EXERCISE. What is needed is an exact reproduction of the listing, without its pictures.
DATA section start
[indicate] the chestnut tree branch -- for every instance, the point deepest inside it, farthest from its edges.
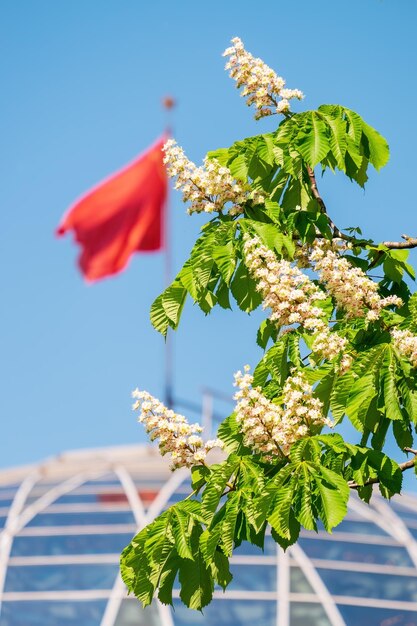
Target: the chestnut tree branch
(403, 467)
(409, 242)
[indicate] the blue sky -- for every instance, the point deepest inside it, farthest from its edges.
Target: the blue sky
(82, 84)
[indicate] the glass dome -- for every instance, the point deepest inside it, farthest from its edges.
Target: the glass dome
(64, 522)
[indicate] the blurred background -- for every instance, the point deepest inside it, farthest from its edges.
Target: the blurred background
(82, 84)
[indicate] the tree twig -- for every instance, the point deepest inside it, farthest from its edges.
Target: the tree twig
(409, 242)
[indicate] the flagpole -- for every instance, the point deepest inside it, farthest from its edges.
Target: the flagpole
(168, 104)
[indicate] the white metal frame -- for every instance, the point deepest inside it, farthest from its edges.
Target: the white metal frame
(20, 514)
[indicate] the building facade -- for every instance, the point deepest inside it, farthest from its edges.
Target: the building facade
(64, 522)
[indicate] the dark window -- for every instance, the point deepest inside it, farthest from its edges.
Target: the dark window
(60, 577)
(355, 552)
(69, 544)
(88, 517)
(88, 613)
(365, 585)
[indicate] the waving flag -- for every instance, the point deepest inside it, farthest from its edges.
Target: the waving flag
(122, 215)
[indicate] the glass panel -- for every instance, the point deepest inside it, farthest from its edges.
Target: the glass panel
(364, 585)
(52, 613)
(413, 531)
(356, 553)
(8, 488)
(75, 498)
(304, 613)
(5, 502)
(404, 512)
(359, 528)
(90, 518)
(298, 581)
(109, 479)
(365, 616)
(70, 544)
(132, 614)
(253, 578)
(228, 613)
(60, 577)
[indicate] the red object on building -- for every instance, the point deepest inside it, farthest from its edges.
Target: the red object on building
(122, 215)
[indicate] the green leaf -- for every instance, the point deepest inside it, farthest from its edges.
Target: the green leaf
(378, 147)
(229, 522)
(225, 258)
(195, 578)
(334, 496)
(159, 318)
(267, 330)
(173, 299)
(313, 143)
(337, 138)
(220, 569)
(243, 288)
(389, 387)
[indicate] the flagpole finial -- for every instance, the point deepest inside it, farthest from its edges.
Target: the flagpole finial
(168, 102)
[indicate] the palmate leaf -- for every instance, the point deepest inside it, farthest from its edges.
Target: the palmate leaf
(412, 305)
(313, 141)
(333, 497)
(337, 137)
(389, 386)
(378, 146)
(195, 577)
(230, 521)
(225, 258)
(243, 288)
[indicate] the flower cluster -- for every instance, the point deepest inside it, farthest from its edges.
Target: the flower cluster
(262, 87)
(208, 188)
(292, 298)
(270, 429)
(353, 291)
(406, 344)
(176, 436)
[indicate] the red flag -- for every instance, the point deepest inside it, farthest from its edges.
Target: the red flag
(122, 215)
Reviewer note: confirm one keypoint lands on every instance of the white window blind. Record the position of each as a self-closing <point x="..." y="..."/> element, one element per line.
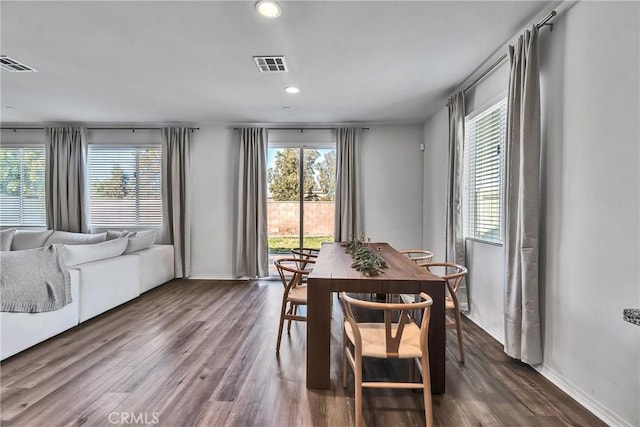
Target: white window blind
<point x="125" y="186"/>
<point x="22" y="186"/>
<point x="485" y="136"/>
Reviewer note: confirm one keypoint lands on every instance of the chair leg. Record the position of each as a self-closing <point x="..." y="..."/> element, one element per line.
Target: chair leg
<point x="459" y="331"/>
<point x="426" y="382"/>
<point x="282" y="313"/>
<point x="358" y="391"/>
<point x="344" y="358"/>
<point x="412" y="370"/>
<point x="293" y="310"/>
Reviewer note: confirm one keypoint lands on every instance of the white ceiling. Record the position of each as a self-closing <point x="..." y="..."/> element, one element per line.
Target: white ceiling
<point x="182" y="61"/>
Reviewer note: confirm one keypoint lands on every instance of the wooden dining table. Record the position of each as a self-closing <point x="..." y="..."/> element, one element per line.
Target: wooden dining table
<point x="332" y="272"/>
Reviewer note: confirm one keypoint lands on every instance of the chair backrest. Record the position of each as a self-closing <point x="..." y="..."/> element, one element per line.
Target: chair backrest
<point x="419" y="256"/>
<point x="305" y="252"/>
<point x="392" y="342"/>
<point x="452" y="273"/>
<point x="292" y="270"/>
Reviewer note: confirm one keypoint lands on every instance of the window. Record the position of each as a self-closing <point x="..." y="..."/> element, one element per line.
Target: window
<point x="22" y="186"/>
<point x="485" y="136"/>
<point x="125" y="186"/>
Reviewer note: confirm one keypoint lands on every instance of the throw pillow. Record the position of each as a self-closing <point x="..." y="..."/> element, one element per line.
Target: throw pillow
<point x="140" y="240"/>
<point x="81" y="254"/>
<point x="6" y="237"/>
<point x="68" y="238"/>
<point x="116" y="234"/>
<point x="29" y="239"/>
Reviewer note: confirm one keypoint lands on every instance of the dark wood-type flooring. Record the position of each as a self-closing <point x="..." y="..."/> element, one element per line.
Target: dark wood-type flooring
<point x="202" y="353"/>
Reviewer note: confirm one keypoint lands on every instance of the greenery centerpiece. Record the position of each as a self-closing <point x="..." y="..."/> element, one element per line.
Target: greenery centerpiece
<point x="365" y="260"/>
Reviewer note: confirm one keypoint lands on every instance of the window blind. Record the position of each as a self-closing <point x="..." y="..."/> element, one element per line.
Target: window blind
<point x="485" y="136"/>
<point x="125" y="186"/>
<point x="22" y="186"/>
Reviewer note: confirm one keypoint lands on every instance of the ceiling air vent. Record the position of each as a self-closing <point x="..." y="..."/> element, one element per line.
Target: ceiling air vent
<point x="270" y="64"/>
<point x="12" y="65"/>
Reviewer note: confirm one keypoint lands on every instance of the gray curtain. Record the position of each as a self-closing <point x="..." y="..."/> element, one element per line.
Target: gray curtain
<point x="522" y="203"/>
<point x="455" y="251"/>
<point x="176" y="196"/>
<point x="348" y="206"/>
<point x="66" y="182"/>
<point x="252" y="246"/>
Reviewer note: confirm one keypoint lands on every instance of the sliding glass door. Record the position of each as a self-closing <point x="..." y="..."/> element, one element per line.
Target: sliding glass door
<point x="301" y="197"/>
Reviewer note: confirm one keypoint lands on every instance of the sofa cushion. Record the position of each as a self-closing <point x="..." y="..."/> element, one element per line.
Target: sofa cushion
<point x="29" y="239"/>
<point x="6" y="237"/>
<point x="156" y="266"/>
<point x="81" y="254"/>
<point x="140" y="240"/>
<point x="68" y="238"/>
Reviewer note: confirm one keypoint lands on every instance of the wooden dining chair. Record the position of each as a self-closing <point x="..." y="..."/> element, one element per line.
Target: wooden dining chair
<point x="292" y="271"/>
<point x="402" y="339"/>
<point x="453" y="275"/>
<point x="305" y="254"/>
<point x="419" y="256"/>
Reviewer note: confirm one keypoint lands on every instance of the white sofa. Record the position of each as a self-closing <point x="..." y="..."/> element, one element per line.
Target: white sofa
<point x="96" y="286"/>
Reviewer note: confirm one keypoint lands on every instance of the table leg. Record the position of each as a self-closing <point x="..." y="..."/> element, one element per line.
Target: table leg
<point x="318" y="335"/>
DATA section end
SOLUTION FOR THIS EXERCISE.
[indicate] the chestnut tree branch -- for every instance, the point deepest inside it, farthest from its edges.
Target: the chestnut tree branch
(403, 467)
(409, 242)
[indicate] the blue sky -- for every instance, the point deepest inside it, farthest from its edges.
Target: the blue sky
(82, 84)
[indicate] the glass dome -- for every instance, the point deepest inside it, farthest from its edges.
Target: the glass dome
(64, 522)
[indicate] the blurred background -- for every instance, the point deepest inside it, farthest from its edges.
Target: the blurred background
(82, 84)
[indicate] the tree twig -- for every instance, the point deepest inside it, farthest from its edges.
Target: the tree twig
(409, 242)
[indicate] the flagpole -- for every instance, the point deepest inside it, farthest from its edges.
Target: the flagpole
(168, 104)
[indicate] the white metal frame -- for every instance, the point deepest inside it, farthest from its edges.
Target: the white metal frame
(20, 514)
[indicate] the building facade -- for every instance, the point deepest inside it, farthest from its edges.
Target: the building facade
(64, 522)
[indicate] the dark window -- for every instance, the point deepest inside it, farthest from its edges.
Target: the dark window
(60, 577)
(355, 552)
(69, 544)
(88, 517)
(88, 613)
(365, 585)
[indicate] the waving flag -- for every instance, the point deepest inside it, farthest from its edges.
Target: the waving flag
(122, 215)
[indicate] the glass panel -- for every instance, the point deepest inside it, farthest from its edges.
Target: the glass panel
(364, 585)
(52, 613)
(413, 531)
(356, 553)
(8, 488)
(75, 498)
(304, 613)
(5, 502)
(404, 512)
(359, 528)
(90, 518)
(298, 581)
(109, 479)
(365, 616)
(70, 544)
(132, 614)
(253, 578)
(228, 613)
(60, 577)
[indicate] the red object on building -- for every instance, the point deepest inside it, farthest from its edges.
Target: the red object on building
(122, 215)
[indicate] the green leaf -- for every instance, the point deepest inside it, farthest from its edges.
Target: the green leaf
(378, 147)
(229, 522)
(225, 258)
(195, 578)
(334, 496)
(159, 318)
(267, 330)
(173, 299)
(313, 143)
(337, 138)
(220, 569)
(243, 288)
(389, 387)
[indicate] the flagpole finial -- for every instance, the point deepest inside it, farthest from its edges.
Target: the flagpole finial
(168, 102)
[indicate] the palmate leaf -- for every instance, the point deepest inside it, farthest from its edges.
Target: the palmate leaf
(412, 305)
(313, 141)
(333, 497)
(337, 137)
(389, 386)
(378, 146)
(195, 577)
(230, 521)
(225, 258)
(243, 288)
[indicate] the flower cluster -- for every instance, the point deepest inside it, farthest from its edges.
Target: the flower cluster
(262, 87)
(208, 188)
(292, 298)
(270, 429)
(353, 291)
(406, 344)
(176, 436)
[indicate] the red flag -- for every instance, the point deepest inside it, farthest from its edges.
Target: the red flag
(122, 215)
Reviewer note: confirm one keypoint lands on every instance of the white window blind. Record the position of each as a self-closing <point x="..." y="..."/> element, one element per line.
Target: white window blind
<point x="125" y="186"/>
<point x="22" y="186"/>
<point x="485" y="136"/>
Reviewer note: confirm one keypoint lands on every instance of the chair leg. Record the position of each as a self-closing <point x="..." y="..."/> element, one element per line.
Target: chair leg
<point x="459" y="331"/>
<point x="426" y="382"/>
<point x="282" y="313"/>
<point x="358" y="391"/>
<point x="344" y="358"/>
<point x="412" y="370"/>
<point x="293" y="310"/>
Reviewer note: confirm one keypoint lands on every instance of the white ceiling. Record the position of each as a self-closing <point x="..." y="..."/> element, one element per line.
Target: white ceiling
<point x="182" y="61"/>
Reviewer note: confirm one keypoint lands on every instance of the wooden dining table. Record the position of each as a self-closing <point x="..." y="..."/> element, one element per line.
Target: wooden dining table
<point x="332" y="272"/>
Reviewer note: confirm one keypoint lands on every instance of the chair backrest. Record the position of each as a self-closing <point x="..." y="..."/> element, one element per line.
Target: chair backrest
<point x="419" y="256"/>
<point x="305" y="252"/>
<point x="392" y="342"/>
<point x="452" y="273"/>
<point x="292" y="270"/>
Reviewer note: confirm one keypoint lands on every instance of the window. Record the position of each as a self-closing <point x="..." y="..."/> element, one element per line.
Target: window
<point x="22" y="186"/>
<point x="485" y="136"/>
<point x="125" y="186"/>
Reviewer note: confirm one keypoint lands on every instance of the throw pillow. Record the position of each as a self-closing <point x="..." y="..."/> element, one element per line.
Target: throw pillow
<point x="140" y="240"/>
<point x="81" y="254"/>
<point x="6" y="237"/>
<point x="68" y="238"/>
<point x="116" y="234"/>
<point x="29" y="239"/>
Reviewer note: confirm one keypoint lands on every instance of the dark wood-type flooring. Record the position of each as a self-closing <point x="..." y="..."/> element, one element per line.
Target: dark wood-type flooring
<point x="202" y="353"/>
Reviewer note: confirm one keypoint lands on every instance of the greenery centerpiece. Record the position of each as a self-closing <point x="..." y="..."/> element, one element per line.
Target: greenery centerpiece
<point x="365" y="260"/>
Reviewer note: confirm one keypoint lands on every instance of the window blind. Record the position of each as a self-closing <point x="..." y="..."/> element, one element per line.
Target: window blind
<point x="485" y="136"/>
<point x="125" y="186"/>
<point x="22" y="186"/>
Reviewer note: confirm one keypoint lands on every instance of the ceiling air vent. Record the position of each as a self-closing <point x="..." y="..."/> element, one element per line.
Target: ceiling air vent
<point x="270" y="64"/>
<point x="12" y="65"/>
Reviewer note: confirm one keypoint lands on every instance of the gray curtain. Record the position of each as a self-closing <point x="..." y="..."/> element, one element per line.
Target: gray curtain
<point x="522" y="203"/>
<point x="455" y="251"/>
<point x="176" y="196"/>
<point x="348" y="206"/>
<point x="66" y="182"/>
<point x="252" y="246"/>
Reviewer note: confirm one keypoint lands on every instance of the sliding glass door. Record the position of each as a self-closing <point x="..." y="..."/> element, one element per line.
Target: sliding glass door
<point x="301" y="197"/>
Reviewer note: confirm one keypoint lands on every instance of the sofa cushion. Record the position of each as a self-closing <point x="..." y="..."/> element, one element per line.
Target: sofa cushion
<point x="29" y="239"/>
<point x="6" y="237"/>
<point x="156" y="266"/>
<point x="81" y="254"/>
<point x="140" y="240"/>
<point x="68" y="238"/>
Reviewer note: confirm one keypoint lands on every instance of the wooden dining chair. Record the position of each as a self-closing <point x="..." y="..."/> element, one element per line.
Target: wooden dining chair
<point x="292" y="271"/>
<point x="402" y="339"/>
<point x="453" y="275"/>
<point x="305" y="254"/>
<point x="419" y="256"/>
Reviewer note: confirm one keypoint lands on every instance of the white sofa. Record the position of each as a self-closing <point x="..." y="..."/> element, one element per line.
Target: white sofa
<point x="96" y="286"/>
Reviewer note: confirm one keypoint lands on every instance of the table leg. Record the position of each as a self-closing <point x="..." y="..."/> element, one element per line.
Target: table leg
<point x="318" y="335"/>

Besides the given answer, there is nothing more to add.